---------- Record excerpts

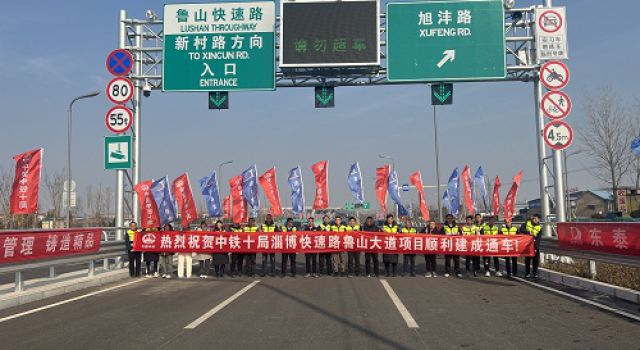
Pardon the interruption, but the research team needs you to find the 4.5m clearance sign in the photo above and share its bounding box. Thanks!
[162,1,276,91]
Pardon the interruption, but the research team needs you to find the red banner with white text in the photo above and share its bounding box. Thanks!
[558,222,640,256]
[134,231,534,256]
[0,228,100,264]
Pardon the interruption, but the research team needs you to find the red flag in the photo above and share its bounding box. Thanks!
[409,170,430,221]
[222,195,231,219]
[460,164,475,215]
[311,160,329,209]
[376,164,391,214]
[491,176,502,216]
[172,173,198,227]
[10,148,43,215]
[229,175,249,224]
[133,180,160,228]
[502,170,522,220]
[258,167,282,216]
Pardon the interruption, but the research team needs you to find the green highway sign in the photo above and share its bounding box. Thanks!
[209,91,229,109]
[104,135,131,170]
[162,1,276,91]
[314,86,336,108]
[387,0,507,81]
[431,83,453,106]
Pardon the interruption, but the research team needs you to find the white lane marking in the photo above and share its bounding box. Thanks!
[380,280,420,328]
[0,279,144,323]
[184,281,260,329]
[513,277,640,322]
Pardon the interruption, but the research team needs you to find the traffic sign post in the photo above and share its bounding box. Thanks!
[104,106,133,134]
[387,0,507,81]
[104,135,132,170]
[162,1,276,91]
[107,77,133,105]
[540,91,571,120]
[540,61,570,91]
[542,120,573,151]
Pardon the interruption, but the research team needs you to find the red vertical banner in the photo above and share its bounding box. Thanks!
[10,148,43,215]
[222,195,231,219]
[229,175,248,224]
[491,176,502,216]
[171,174,198,227]
[503,170,522,220]
[311,160,329,209]
[258,167,282,216]
[376,164,391,214]
[460,164,475,215]
[133,180,160,228]
[409,170,430,221]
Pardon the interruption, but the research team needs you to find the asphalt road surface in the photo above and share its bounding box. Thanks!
[0,265,640,350]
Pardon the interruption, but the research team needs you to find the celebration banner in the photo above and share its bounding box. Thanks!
[134,231,534,257]
[558,222,640,256]
[0,228,102,264]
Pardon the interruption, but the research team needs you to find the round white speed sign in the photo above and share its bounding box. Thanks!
[107,77,133,104]
[104,106,133,134]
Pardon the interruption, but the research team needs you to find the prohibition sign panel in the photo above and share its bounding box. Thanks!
[540,91,571,120]
[104,106,133,134]
[540,61,569,90]
[542,120,573,151]
[107,77,133,104]
[107,49,133,76]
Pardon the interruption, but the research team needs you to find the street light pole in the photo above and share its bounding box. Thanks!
[66,91,100,228]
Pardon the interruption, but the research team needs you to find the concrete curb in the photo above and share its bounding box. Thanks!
[0,269,129,310]
[538,268,640,304]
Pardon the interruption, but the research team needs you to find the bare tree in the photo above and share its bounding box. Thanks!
[579,87,633,210]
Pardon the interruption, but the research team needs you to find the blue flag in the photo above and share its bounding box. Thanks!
[242,164,260,216]
[447,168,460,216]
[347,162,364,204]
[387,170,408,216]
[200,170,222,217]
[473,166,489,212]
[631,136,640,157]
[287,166,304,215]
[151,176,176,226]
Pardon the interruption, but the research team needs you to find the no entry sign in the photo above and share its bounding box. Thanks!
[107,77,133,104]
[540,91,571,120]
[543,120,573,151]
[104,106,133,134]
[540,61,569,90]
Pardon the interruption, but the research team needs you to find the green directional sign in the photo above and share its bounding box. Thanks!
[209,91,229,109]
[314,86,335,108]
[387,0,506,81]
[162,1,276,91]
[431,83,453,106]
[104,135,131,170]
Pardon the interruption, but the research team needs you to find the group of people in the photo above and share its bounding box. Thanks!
[126,214,542,278]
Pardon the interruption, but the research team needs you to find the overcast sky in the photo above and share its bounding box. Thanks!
[0,0,640,213]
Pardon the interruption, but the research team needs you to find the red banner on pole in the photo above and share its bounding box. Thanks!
[503,170,522,220]
[229,175,248,224]
[409,170,430,221]
[460,164,475,215]
[9,148,43,215]
[376,164,391,214]
[134,231,534,257]
[258,167,282,216]
[0,228,102,264]
[171,173,198,227]
[558,222,640,256]
[311,160,329,209]
[491,176,502,216]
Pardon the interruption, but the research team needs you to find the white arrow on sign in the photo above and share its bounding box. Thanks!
[437,50,456,68]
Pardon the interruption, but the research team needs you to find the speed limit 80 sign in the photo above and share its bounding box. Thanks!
[107,77,133,105]
[104,106,133,134]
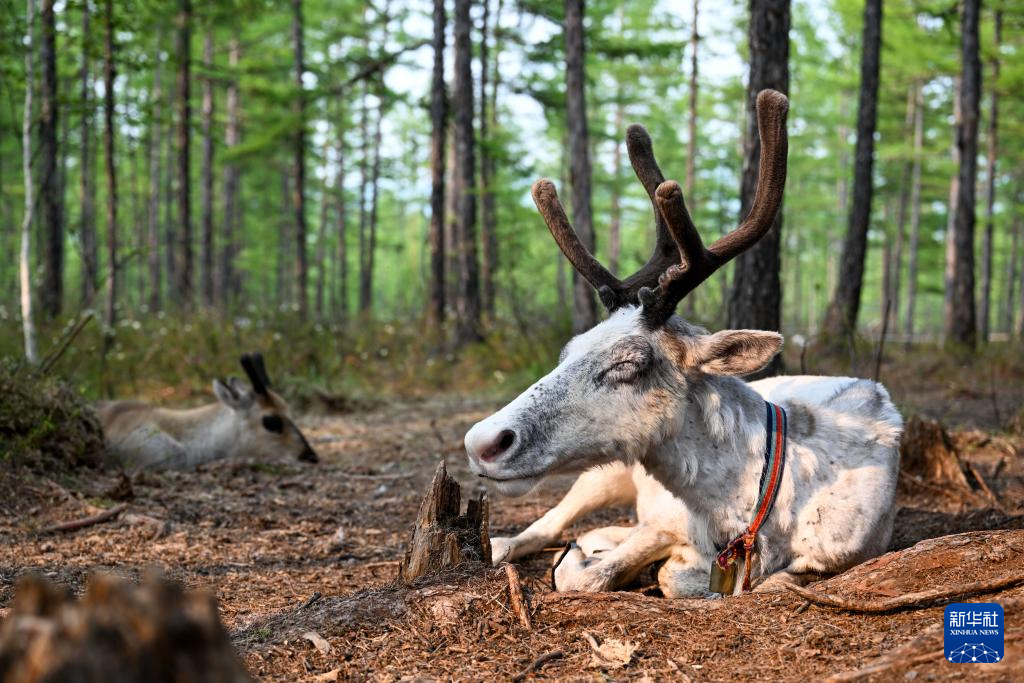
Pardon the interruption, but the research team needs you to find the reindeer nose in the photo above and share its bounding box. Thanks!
[477,429,515,463]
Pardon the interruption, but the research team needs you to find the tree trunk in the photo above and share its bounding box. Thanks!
[824,0,882,340]
[18,0,39,365]
[292,0,309,319]
[335,120,348,318]
[978,9,1002,344]
[146,35,164,311]
[175,0,193,309]
[103,0,119,330]
[684,0,700,202]
[565,0,597,333]
[729,0,790,375]
[904,81,925,339]
[218,35,242,310]
[946,0,981,348]
[608,100,625,273]
[200,26,214,307]
[882,84,918,330]
[361,99,384,313]
[454,0,480,346]
[79,3,99,307]
[427,0,452,326]
[39,0,63,317]
[480,0,498,321]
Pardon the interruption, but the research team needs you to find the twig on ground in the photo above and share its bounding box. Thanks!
[785,573,1024,613]
[40,503,128,533]
[505,564,534,631]
[512,650,565,683]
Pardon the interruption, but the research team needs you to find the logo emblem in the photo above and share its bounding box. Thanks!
[943,602,1005,664]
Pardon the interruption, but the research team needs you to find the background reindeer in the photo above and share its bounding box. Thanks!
[96,353,318,471]
[465,90,902,595]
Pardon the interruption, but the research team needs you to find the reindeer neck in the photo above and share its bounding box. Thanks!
[644,376,765,538]
[157,403,239,456]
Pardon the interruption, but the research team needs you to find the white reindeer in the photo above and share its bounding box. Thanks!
[465,90,902,596]
[96,353,318,471]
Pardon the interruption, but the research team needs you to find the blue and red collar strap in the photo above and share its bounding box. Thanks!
[715,400,786,591]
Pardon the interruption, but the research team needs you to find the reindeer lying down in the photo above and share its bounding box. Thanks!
[465,91,902,596]
[96,353,318,471]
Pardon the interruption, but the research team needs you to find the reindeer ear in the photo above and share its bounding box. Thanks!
[690,330,782,375]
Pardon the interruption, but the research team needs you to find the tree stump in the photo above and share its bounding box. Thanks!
[900,416,1000,507]
[0,575,252,683]
[398,462,490,582]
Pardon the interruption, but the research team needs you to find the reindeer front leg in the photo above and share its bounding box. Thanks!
[490,463,636,564]
[554,524,679,593]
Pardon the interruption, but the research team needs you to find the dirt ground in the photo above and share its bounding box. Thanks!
[0,399,1024,681]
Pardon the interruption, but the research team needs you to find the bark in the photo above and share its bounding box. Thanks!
[480,0,498,319]
[729,0,790,374]
[824,0,882,339]
[904,81,925,339]
[292,0,309,319]
[39,0,65,317]
[427,0,447,326]
[978,9,1002,344]
[200,27,214,306]
[360,99,384,312]
[565,0,597,333]
[103,0,119,330]
[218,35,242,310]
[946,0,981,348]
[18,0,39,365]
[608,101,625,273]
[175,0,193,309]
[146,41,164,311]
[79,2,99,307]
[358,76,370,313]
[882,84,918,330]
[453,0,481,346]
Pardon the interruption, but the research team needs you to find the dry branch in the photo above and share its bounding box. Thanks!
[785,572,1024,613]
[40,503,128,533]
[512,650,565,683]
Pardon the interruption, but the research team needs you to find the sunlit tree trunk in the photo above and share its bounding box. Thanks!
[565,0,597,333]
[824,0,882,339]
[292,0,309,318]
[945,0,981,348]
[427,0,447,325]
[103,0,119,330]
[453,0,480,346]
[903,81,925,339]
[79,2,99,305]
[175,0,193,309]
[978,9,1002,344]
[18,0,39,364]
[729,0,790,374]
[146,35,164,311]
[479,0,498,319]
[39,0,65,317]
[200,26,213,306]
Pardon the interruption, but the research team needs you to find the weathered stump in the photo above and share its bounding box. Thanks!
[0,575,252,683]
[900,416,1000,507]
[398,462,490,582]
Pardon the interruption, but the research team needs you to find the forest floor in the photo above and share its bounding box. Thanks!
[0,350,1024,681]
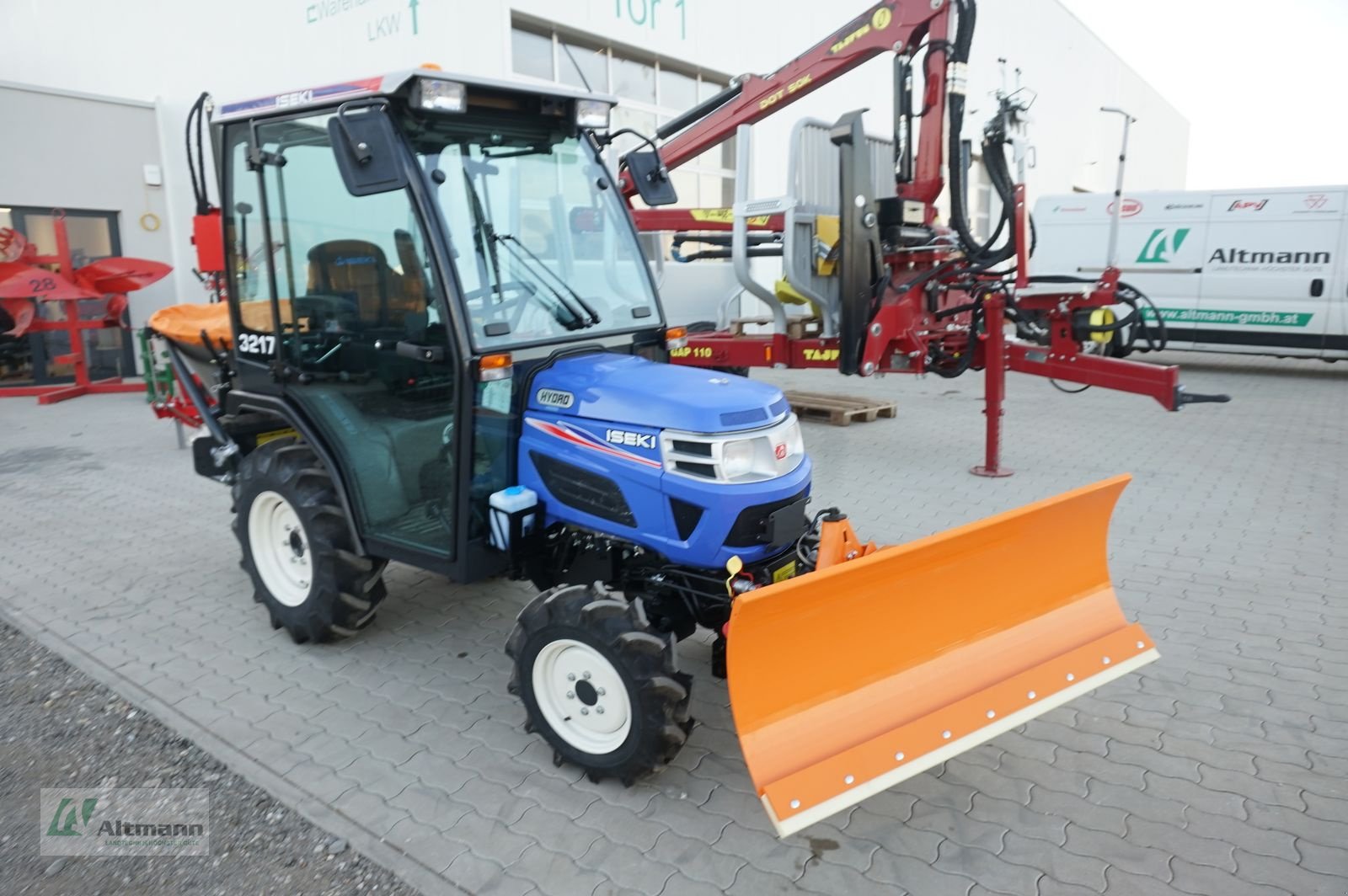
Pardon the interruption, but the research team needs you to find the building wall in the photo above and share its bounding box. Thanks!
[0,81,178,325]
[0,0,1188,313]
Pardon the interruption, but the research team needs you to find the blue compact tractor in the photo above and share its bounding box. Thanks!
[165,69,811,780]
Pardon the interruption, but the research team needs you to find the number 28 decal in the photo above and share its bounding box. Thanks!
[238,333,276,355]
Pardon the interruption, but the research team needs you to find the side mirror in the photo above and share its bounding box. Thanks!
[623,150,678,205]
[328,101,407,195]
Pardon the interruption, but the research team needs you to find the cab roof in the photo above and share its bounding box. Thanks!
[211,69,618,121]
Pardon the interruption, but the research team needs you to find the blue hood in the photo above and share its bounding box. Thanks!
[528,352,790,433]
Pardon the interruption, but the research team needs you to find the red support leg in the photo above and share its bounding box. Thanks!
[969,292,1013,478]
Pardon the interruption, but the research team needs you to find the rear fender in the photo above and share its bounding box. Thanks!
[227,389,366,555]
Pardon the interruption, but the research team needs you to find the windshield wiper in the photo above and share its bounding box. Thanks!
[488,232,600,328]
[463,168,501,301]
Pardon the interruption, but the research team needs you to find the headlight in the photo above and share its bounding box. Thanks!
[784,416,805,456]
[413,78,468,112]
[721,440,753,480]
[661,413,805,483]
[575,99,612,131]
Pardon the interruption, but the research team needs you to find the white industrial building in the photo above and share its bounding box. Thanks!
[0,0,1189,337]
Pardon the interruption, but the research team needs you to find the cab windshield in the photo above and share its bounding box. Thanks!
[413,123,661,350]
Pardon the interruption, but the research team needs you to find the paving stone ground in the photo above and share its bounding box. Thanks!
[0,355,1348,896]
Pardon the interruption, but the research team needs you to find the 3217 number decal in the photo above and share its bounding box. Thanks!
[238,333,276,355]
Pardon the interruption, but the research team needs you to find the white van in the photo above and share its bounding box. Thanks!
[1031,186,1348,360]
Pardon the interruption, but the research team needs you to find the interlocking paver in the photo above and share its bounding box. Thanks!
[1170,857,1290,896]
[934,840,1042,893]
[1126,815,1236,872]
[1236,849,1344,896]
[1062,824,1170,881]
[1030,786,1128,837]
[575,840,678,893]
[1292,840,1348,877]
[445,851,538,896]
[999,830,1108,892]
[645,831,744,889]
[908,795,1006,856]
[506,844,604,896]
[575,799,669,851]
[0,355,1348,896]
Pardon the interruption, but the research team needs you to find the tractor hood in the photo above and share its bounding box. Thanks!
[528,352,790,433]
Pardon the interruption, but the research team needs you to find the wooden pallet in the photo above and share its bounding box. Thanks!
[786,392,899,426]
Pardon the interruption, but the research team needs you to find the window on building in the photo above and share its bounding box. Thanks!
[511,22,735,207]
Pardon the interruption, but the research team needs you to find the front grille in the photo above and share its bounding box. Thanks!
[528,451,636,528]
[725,489,807,547]
[674,440,712,456]
[674,461,716,480]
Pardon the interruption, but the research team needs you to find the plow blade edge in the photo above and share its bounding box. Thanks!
[728,476,1157,837]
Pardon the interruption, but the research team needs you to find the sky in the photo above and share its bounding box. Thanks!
[1051,0,1348,190]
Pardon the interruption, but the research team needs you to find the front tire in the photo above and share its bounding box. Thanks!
[233,438,387,644]
[506,584,693,784]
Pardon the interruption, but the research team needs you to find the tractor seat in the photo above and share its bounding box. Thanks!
[308,240,396,326]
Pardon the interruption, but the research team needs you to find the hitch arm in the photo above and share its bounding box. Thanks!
[1007,342,1231,411]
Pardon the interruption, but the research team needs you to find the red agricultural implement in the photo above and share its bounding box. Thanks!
[0,211,173,404]
[622,0,1228,476]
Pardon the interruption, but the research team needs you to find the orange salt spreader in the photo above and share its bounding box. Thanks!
[726,476,1158,837]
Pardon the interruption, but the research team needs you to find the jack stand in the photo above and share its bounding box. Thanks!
[969,292,1014,478]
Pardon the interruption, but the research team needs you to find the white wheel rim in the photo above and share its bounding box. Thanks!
[534,638,632,756]
[248,492,314,606]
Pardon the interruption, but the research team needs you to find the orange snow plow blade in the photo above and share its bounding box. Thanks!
[726,476,1158,837]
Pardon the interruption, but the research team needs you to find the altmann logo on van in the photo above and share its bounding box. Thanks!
[1137,227,1189,264]
[1208,248,1329,264]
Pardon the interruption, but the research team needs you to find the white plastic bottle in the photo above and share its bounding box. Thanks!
[488,485,538,551]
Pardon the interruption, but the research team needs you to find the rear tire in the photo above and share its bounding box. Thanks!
[233,438,387,644]
[506,584,693,784]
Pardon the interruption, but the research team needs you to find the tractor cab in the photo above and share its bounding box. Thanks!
[206,69,804,581]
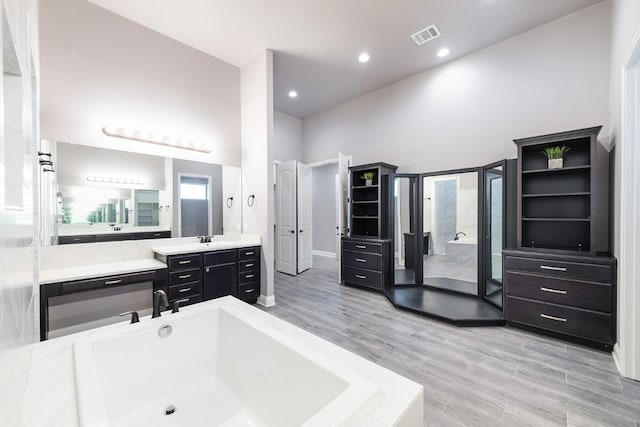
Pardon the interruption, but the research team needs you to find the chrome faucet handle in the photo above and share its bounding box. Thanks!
[171,298,189,313]
[118,311,140,324]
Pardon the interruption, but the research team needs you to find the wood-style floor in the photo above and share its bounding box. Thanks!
[265,257,640,427]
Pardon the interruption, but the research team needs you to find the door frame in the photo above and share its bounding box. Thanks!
[177,172,213,241]
[613,26,640,380]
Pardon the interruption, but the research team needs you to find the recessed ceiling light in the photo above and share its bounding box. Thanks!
[437,47,451,58]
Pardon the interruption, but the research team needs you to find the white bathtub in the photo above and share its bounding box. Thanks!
[74,297,422,427]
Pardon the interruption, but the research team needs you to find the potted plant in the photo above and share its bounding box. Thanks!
[362,171,376,186]
[543,145,571,169]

--------------------

## What you will do:
Reproduce everything from the line containing "red banner with" down to the line containing "[0,228,100,264]", swapping "research team" for "survey crew" and leaving the rest untouched.

## The completed task:
Pardon the interruption, but the survey crew needs you to find the red banner with white text in the photo above and share its bounding box. Thanks!
[558,222,640,256]
[134,231,534,256]
[0,228,100,264]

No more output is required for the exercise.